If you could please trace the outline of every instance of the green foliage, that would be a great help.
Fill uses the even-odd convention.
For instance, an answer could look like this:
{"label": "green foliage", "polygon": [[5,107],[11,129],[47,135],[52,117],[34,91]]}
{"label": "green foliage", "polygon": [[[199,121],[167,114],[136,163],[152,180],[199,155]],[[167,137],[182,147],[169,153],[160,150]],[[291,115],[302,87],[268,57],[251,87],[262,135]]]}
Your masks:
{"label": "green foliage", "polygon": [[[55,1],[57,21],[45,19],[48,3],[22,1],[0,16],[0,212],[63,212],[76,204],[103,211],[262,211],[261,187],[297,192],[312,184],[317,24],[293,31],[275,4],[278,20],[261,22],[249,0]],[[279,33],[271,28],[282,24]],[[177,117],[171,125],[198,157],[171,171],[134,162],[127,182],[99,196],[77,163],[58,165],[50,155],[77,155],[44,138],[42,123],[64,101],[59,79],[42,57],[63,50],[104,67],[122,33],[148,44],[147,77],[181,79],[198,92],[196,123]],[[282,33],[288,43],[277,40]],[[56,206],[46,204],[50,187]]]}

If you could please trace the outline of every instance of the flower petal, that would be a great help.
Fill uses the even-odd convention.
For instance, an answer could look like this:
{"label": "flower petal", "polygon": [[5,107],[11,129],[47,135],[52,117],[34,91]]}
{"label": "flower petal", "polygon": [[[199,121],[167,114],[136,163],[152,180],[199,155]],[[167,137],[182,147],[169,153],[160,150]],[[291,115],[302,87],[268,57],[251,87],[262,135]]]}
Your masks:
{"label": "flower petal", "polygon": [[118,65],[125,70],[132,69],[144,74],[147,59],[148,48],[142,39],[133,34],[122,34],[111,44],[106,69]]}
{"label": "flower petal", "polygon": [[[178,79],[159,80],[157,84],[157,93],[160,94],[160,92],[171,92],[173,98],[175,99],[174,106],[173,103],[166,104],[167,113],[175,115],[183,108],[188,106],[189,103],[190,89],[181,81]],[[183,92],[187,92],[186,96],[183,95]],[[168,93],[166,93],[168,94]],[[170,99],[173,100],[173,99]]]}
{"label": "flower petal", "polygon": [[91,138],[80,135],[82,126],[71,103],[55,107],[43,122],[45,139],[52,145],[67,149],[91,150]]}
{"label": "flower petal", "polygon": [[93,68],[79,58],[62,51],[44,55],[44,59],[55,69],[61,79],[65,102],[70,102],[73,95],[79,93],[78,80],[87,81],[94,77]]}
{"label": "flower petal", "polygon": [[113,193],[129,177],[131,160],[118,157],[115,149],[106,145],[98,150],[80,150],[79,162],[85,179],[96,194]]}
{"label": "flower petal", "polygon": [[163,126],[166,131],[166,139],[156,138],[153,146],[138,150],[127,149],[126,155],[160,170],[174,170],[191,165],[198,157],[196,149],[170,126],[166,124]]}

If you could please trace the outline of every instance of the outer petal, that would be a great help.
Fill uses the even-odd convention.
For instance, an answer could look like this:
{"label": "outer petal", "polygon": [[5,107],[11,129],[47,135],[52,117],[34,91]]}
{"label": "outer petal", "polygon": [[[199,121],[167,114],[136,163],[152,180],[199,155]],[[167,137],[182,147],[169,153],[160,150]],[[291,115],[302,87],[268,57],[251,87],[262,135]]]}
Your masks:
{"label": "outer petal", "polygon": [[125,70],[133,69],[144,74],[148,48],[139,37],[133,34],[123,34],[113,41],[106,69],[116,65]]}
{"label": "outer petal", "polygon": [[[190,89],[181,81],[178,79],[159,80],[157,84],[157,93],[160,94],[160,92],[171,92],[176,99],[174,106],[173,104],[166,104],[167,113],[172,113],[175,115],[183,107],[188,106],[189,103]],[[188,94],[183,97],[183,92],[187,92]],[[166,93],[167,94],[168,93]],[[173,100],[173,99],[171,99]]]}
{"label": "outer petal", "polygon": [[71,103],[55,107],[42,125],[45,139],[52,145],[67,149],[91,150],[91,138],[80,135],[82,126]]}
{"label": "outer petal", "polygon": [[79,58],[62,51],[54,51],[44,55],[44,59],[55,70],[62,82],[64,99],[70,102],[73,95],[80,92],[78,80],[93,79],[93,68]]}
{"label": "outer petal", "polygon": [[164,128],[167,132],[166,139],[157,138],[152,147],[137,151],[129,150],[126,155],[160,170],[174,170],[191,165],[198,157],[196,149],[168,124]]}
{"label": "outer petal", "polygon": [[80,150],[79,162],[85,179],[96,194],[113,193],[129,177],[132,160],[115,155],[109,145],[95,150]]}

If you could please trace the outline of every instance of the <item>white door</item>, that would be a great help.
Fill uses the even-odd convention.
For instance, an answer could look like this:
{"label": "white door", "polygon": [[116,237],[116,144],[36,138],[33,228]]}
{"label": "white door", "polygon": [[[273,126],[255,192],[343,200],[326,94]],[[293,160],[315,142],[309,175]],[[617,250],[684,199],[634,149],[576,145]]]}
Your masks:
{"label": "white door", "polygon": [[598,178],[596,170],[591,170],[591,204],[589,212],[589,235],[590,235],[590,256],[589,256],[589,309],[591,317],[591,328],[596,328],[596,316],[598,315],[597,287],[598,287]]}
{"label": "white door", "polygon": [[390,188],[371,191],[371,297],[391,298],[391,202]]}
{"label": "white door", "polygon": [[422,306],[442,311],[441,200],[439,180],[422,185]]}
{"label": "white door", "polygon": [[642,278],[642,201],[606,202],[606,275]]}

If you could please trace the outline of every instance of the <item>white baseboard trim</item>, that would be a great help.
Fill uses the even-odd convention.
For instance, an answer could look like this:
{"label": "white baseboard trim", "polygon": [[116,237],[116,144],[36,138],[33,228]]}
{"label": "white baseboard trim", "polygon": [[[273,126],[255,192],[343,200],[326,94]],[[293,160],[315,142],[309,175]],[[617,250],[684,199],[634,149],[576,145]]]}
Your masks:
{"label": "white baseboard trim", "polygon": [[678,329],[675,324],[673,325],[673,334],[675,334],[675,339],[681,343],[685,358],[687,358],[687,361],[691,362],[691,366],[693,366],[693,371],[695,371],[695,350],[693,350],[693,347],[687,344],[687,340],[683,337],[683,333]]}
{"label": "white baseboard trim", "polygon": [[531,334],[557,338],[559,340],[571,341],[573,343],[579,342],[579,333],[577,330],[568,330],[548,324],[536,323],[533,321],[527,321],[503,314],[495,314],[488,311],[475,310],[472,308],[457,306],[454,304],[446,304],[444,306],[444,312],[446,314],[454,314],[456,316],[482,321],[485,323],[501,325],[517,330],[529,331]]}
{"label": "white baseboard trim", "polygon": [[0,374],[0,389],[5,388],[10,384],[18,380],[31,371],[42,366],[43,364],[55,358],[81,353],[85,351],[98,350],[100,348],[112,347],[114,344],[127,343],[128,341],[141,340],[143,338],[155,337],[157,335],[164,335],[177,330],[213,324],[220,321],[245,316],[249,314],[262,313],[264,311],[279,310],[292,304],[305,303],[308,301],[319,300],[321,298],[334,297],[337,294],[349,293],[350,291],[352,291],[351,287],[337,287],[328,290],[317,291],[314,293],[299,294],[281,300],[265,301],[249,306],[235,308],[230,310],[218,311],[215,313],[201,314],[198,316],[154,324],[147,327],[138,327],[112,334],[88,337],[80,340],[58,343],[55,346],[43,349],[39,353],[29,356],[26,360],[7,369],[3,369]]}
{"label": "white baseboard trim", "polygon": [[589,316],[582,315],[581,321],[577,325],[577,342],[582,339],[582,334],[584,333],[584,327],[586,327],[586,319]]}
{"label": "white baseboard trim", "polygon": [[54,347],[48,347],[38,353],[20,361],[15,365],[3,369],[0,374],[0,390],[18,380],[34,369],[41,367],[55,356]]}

Written request :: Return each line of the material above that contains the word "item", matching case exactly.

Exercise answer ::
If you could please trace the outline of every instance of the <item>white door</item>, that would be a great help.
If you could please trace the outline of every instance of the <item>white baseboard trim</item>, that would be a great help.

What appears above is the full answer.